À sombra da Cruz
1.
Almas devotas, procuremos ao menos imitar a esposa dos Cânticos, que
dizia: “Eu assentei-me à sombra daquele que tanto desejei” (Ct 2,3).
Oh!
que doce repouso as almas que amam a Deus encontram nos tumultos deste
mundo e nas tentações do inferno e mesmo nos temores dos juízos de Deus,
contemplando a sós em silêncio o nosso amado Redentor agonizando na
cruz, gotejando seu sangue divino de todos os seus membros já feridos e
rasgados pelos açoites, pelos espinhos e pelos cravos.
Oh!
como a vista de Jesus crucificado afugenta de nossas mentes todos os
desejos de honras mundanas, das riquezas da terra e dos prazeres dos
sentidos! Daquela cruz emana uma vibração celeste, que docemente nos
desprende dos objetos terrenos e acende em nós um santo desejo de sofrer
e morrer por amor daquele que quis sofrer tanto e morrer por amor de
nós.

──────────

--- Tarefa ---
Escreva a continuação do texto sobre a sombra da Cruz, começando logo depois da última frase apresentada. Os registros a seguir são material à parte e não se ligam ao texto sobre a sombra da Cruz.

──────────

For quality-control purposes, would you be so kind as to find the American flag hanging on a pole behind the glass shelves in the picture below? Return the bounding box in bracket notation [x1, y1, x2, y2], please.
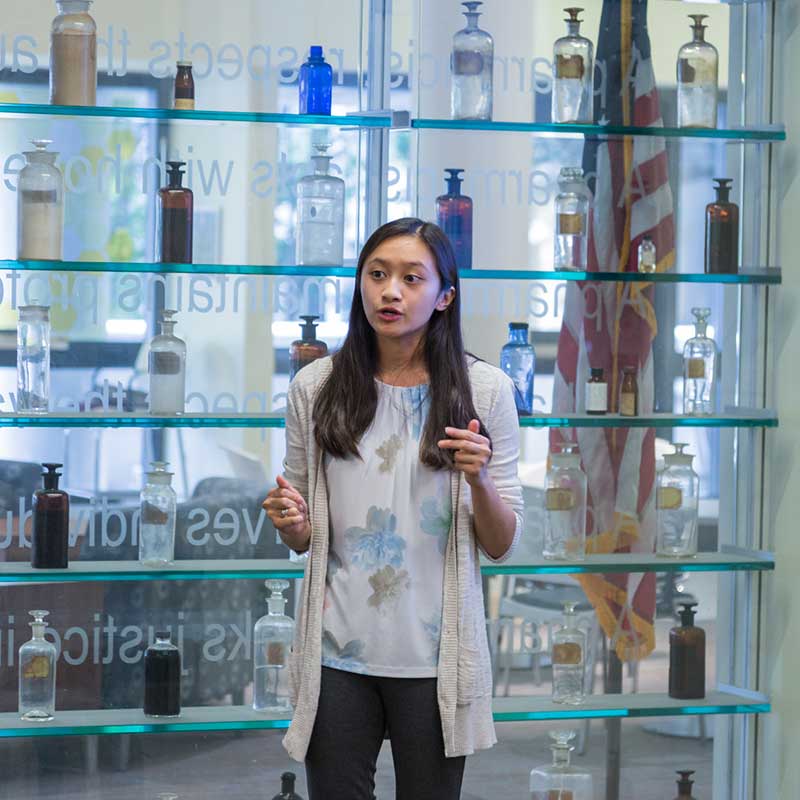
[550, 0, 675, 661]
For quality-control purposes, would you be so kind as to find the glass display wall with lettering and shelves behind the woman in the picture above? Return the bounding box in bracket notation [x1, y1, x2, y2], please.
[0, 0, 785, 800]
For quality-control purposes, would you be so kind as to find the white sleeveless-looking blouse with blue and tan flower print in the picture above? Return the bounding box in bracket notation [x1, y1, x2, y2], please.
[322, 381, 452, 678]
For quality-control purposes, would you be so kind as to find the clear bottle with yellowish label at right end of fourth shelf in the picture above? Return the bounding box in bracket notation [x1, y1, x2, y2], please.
[656, 442, 700, 558]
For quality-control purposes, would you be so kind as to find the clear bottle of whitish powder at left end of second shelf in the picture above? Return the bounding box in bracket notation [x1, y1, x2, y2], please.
[17, 139, 64, 261]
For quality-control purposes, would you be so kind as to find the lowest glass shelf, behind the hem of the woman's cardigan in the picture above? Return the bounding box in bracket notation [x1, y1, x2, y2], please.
[0, 687, 770, 738]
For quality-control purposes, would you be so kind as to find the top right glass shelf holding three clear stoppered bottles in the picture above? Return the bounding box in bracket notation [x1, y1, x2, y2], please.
[411, 117, 786, 142]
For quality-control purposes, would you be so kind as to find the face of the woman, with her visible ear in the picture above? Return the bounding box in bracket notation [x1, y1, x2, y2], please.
[361, 235, 455, 340]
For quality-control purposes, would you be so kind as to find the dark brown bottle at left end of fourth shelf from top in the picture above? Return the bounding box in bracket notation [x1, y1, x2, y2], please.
[31, 464, 69, 569]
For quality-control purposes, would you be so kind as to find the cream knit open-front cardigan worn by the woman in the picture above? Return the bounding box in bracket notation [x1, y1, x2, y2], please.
[283, 357, 523, 761]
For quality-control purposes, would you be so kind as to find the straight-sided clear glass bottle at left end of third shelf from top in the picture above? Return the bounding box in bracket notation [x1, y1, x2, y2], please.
[17, 306, 50, 414]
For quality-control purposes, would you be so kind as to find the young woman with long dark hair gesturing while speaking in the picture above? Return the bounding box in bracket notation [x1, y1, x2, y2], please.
[264, 219, 522, 800]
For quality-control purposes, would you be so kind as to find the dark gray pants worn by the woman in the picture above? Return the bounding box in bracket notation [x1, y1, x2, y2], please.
[306, 667, 466, 800]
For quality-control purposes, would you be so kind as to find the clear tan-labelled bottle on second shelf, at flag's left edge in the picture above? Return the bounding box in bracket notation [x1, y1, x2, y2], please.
[555, 167, 591, 270]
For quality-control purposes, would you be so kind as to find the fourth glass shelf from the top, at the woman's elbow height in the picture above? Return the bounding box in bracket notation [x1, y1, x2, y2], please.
[0, 551, 775, 584]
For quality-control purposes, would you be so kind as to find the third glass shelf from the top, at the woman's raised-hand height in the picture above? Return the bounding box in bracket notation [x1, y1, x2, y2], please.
[0, 409, 778, 428]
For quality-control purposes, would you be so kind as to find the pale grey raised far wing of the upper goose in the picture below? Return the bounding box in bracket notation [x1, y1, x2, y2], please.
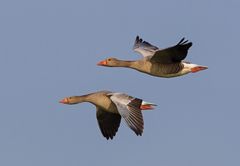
[133, 36, 159, 57]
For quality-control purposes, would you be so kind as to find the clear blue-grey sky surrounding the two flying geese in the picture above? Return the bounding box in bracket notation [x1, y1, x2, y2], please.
[0, 0, 240, 166]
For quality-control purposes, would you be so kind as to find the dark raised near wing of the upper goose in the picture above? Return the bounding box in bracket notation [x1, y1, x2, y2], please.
[150, 38, 192, 64]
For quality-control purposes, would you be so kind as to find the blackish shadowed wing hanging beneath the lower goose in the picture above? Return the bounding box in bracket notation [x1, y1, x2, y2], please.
[97, 107, 121, 139]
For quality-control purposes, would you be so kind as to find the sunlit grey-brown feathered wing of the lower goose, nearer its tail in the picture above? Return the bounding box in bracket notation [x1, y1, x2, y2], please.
[110, 93, 144, 135]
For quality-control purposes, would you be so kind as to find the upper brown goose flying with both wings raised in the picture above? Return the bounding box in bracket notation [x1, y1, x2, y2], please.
[97, 36, 208, 78]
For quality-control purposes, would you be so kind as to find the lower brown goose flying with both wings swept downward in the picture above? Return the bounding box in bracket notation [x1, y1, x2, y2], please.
[59, 91, 156, 140]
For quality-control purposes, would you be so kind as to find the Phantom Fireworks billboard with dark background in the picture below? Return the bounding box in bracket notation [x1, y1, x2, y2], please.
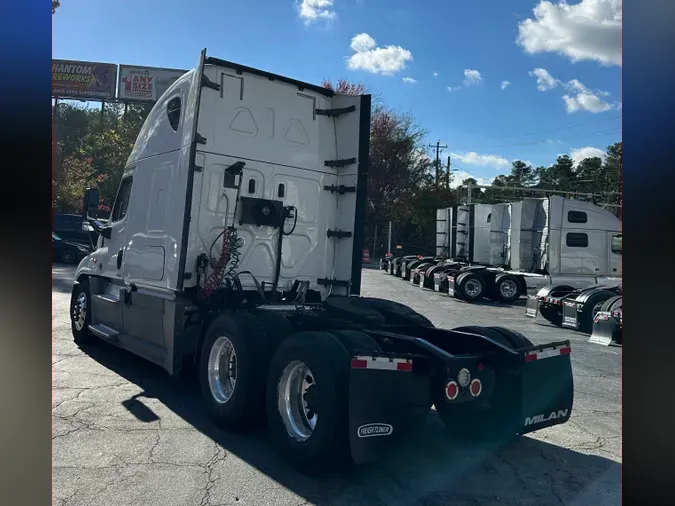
[52, 60, 117, 100]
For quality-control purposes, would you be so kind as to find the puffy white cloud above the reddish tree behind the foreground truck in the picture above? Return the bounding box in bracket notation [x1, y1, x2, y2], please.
[347, 33, 413, 75]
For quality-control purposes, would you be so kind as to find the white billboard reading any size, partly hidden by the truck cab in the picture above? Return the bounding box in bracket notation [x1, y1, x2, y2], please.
[117, 65, 187, 102]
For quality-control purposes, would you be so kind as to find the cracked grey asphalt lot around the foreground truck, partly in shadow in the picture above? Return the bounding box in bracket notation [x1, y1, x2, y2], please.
[52, 264, 621, 506]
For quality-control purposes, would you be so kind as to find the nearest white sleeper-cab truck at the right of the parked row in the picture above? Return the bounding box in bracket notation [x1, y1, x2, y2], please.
[445, 196, 621, 303]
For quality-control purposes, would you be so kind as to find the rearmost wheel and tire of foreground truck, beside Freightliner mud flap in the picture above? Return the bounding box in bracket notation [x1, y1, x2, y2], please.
[267, 331, 350, 474]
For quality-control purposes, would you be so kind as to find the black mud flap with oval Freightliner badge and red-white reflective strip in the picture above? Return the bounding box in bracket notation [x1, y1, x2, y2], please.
[349, 357, 431, 464]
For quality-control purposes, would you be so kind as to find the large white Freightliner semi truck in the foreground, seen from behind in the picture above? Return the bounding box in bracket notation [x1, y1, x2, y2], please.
[70, 50, 573, 472]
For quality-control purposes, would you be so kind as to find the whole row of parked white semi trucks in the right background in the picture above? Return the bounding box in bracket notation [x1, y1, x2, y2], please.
[380, 196, 623, 344]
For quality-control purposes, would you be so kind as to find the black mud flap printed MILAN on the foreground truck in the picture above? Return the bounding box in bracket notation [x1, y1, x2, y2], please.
[520, 341, 574, 434]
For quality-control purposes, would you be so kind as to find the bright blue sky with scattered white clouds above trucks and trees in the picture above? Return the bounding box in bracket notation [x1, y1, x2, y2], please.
[53, 0, 621, 186]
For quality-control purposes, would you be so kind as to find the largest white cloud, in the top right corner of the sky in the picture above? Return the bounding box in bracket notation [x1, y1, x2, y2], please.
[516, 0, 622, 65]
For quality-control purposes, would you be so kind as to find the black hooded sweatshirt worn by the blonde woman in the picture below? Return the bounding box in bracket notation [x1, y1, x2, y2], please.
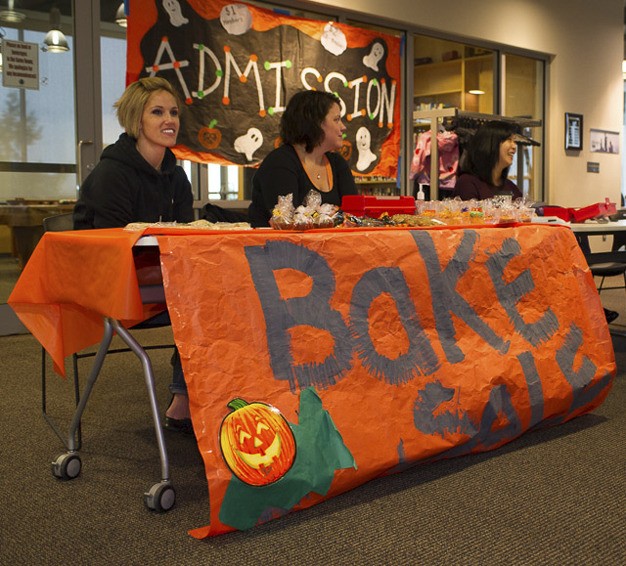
[74, 134, 194, 230]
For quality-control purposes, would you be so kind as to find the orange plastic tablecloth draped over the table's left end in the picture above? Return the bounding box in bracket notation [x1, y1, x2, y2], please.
[8, 229, 150, 374]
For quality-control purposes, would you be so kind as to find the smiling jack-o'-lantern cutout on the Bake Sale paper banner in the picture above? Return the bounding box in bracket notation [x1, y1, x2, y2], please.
[220, 399, 296, 486]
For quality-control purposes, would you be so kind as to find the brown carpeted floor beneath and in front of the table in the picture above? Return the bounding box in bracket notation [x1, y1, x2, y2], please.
[0, 322, 626, 566]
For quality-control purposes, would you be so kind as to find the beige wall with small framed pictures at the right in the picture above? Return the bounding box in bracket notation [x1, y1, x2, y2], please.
[310, 0, 625, 206]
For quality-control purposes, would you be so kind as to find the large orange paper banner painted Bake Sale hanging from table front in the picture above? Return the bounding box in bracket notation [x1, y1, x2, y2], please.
[159, 225, 615, 537]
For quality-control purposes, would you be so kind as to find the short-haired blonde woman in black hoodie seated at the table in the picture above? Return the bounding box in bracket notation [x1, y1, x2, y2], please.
[74, 77, 194, 432]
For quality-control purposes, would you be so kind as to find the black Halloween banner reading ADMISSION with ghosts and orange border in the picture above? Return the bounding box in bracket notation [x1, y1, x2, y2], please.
[127, 0, 401, 177]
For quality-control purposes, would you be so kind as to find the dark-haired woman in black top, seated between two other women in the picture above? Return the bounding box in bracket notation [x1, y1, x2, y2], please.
[248, 90, 357, 227]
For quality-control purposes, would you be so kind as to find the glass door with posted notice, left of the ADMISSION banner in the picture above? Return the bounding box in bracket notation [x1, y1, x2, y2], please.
[0, 0, 126, 328]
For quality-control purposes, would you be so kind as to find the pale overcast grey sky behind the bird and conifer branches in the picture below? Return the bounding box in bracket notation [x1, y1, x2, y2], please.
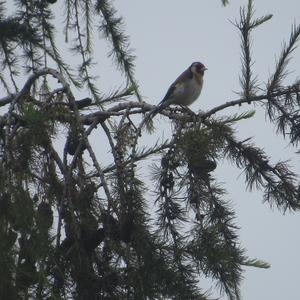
[4, 0, 300, 300]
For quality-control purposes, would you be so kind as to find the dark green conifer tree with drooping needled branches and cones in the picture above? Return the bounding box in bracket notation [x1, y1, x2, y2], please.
[0, 0, 300, 300]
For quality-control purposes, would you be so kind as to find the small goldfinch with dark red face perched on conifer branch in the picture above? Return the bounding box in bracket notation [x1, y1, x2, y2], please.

──────────

--- Resultado da tarefa ---
Ó
Deus, se Jesus Cristo não fosse o que ele é, filho de Deus e verdadeiro
Deus nosso criador e supremo senhor, mas um simples homem, quem não
sentiria compaixão vendo um jovem de nobre linhagem, inocente e santo,
morrer à força de tormentos sobre um madeiro infame, para pagar, não os
seus delitos, mas os de seus mesmos inimigos e assim libertá-los da
morte em perspectiva? E como é possível que não ganhe os afetos de todos
os corações um Deus que morre num mar de desprezos e de dores por amor
de suas criaturas? Como poderão essas criaturas amar outra coisa fora de
Deus?
Como
pensar em outra coisa que em ser gratos para com esse tão amante
benfeitor? “Oh! se conhecesses o mistério da cruz!” disse S. André ao
tirano que queria induzi-lo a renegar a Jesus Cristo, por ter Jesus se
deixado crucificar como malfeitor. Oh! se entendesses, tirano, o amor
que Jesus Cristo te mostrou querendo morrer na cruz para satisfazer por
teus pecados e obter-te uma felicidade eterna, certamente não te
empenharias em persuadir-me a renegá-lo; pelo contrário, tu mesmo
abandonarias tudo o que possuis e esperas nesta terra para comprazeres e
contentares um Deus que tanto te amou.
Assim
já procederam tantos santos e tantos mártires que abandonaram tudo por
Jesus Cristo. Que vergonha para nós, quantas tenras virgenzinhas
renunciaram a casamentos principescos, riquezas reais e todas as
delícias terrenas e voluntariamente sacrificaram sua vida para
testemunhar qualquer gratidão pelo amor que lhes demonstrou este Deus
crucificado.
2.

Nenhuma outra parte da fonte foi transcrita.